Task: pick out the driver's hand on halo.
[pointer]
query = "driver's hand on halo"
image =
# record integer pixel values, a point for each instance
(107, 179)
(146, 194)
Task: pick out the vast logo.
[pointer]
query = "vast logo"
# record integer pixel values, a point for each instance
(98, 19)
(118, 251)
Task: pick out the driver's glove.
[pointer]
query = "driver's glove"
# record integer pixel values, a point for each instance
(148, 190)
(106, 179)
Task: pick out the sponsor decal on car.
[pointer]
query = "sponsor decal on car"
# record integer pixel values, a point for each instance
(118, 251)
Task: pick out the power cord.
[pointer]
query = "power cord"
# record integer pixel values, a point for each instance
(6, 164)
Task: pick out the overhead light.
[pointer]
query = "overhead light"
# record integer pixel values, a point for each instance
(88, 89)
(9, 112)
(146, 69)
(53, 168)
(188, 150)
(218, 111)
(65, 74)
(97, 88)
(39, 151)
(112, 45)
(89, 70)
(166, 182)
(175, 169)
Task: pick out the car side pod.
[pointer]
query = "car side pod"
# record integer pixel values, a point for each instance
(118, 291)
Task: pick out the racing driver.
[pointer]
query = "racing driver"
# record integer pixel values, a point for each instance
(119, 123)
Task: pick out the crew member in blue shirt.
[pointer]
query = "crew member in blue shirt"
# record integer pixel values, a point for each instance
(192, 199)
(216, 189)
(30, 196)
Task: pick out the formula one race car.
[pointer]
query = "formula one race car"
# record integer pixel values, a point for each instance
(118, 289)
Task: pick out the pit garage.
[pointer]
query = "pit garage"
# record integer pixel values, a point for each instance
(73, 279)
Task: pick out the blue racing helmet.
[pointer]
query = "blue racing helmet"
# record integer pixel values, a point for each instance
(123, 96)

################

ABOUT THIS EXERCISE: Retype all of the material exactly as it stands above.

WRITTEN SOLUTION:
Task: pick out the driver's hand on halo.
[pointer]
query = "driver's hand on halo"
image =
# record integer pixel values, a point for each instance
(107, 179)
(146, 194)
Task: pick out the vast logo.
[pointer]
query = "vast logo"
# record integer pixel values, a point for each instance
(98, 19)
(118, 251)
Task: pick out the driver's glove.
[pointer]
query = "driver's glove"
# record integer pixel values, a point for each instance
(148, 190)
(106, 179)
Task: pick out the sponsor decal on car.
[pointer]
query = "sponsor decal on car"
# record integer pixel values, a point for each instance
(118, 251)
Task: pick out the power cord.
[pointer]
query = "power cord"
# record integer pixel values, a point for each instance
(6, 164)
Task: pick out the overhead light.
[pointer]
query = "overhead light"
# record integer pixel values, a point for each instance
(88, 89)
(9, 112)
(146, 69)
(53, 168)
(188, 150)
(218, 111)
(65, 74)
(97, 88)
(39, 151)
(112, 45)
(89, 70)
(166, 182)
(175, 169)
Task: pick out the car side pod.
[pointer]
query = "car side pod"
# record integer pixel values, a point for each instance
(118, 291)
Task: pick out the racing driver.
[pointer]
query = "racing driver"
# record integer pixel values, a point for each instance
(119, 123)
Task: pick out the crew member in blue shirt.
[pointer]
query = "crew member in blue shirt"
# record integer pixel values, a point for each instance
(192, 199)
(216, 189)
(30, 196)
Task: pick out the formula one race car.
[pointer]
query = "formula one race car"
# record integer pixel values, a point for each instance
(118, 289)
Task: pick out the pit garage.
[pointer]
query = "pit garage"
# record integer pixel values, a point for each instance
(73, 279)
Task: pick out the blue racing helmet.
[pointer]
query = "blue racing helmet"
# record integer pixel values, a point for each instance
(123, 96)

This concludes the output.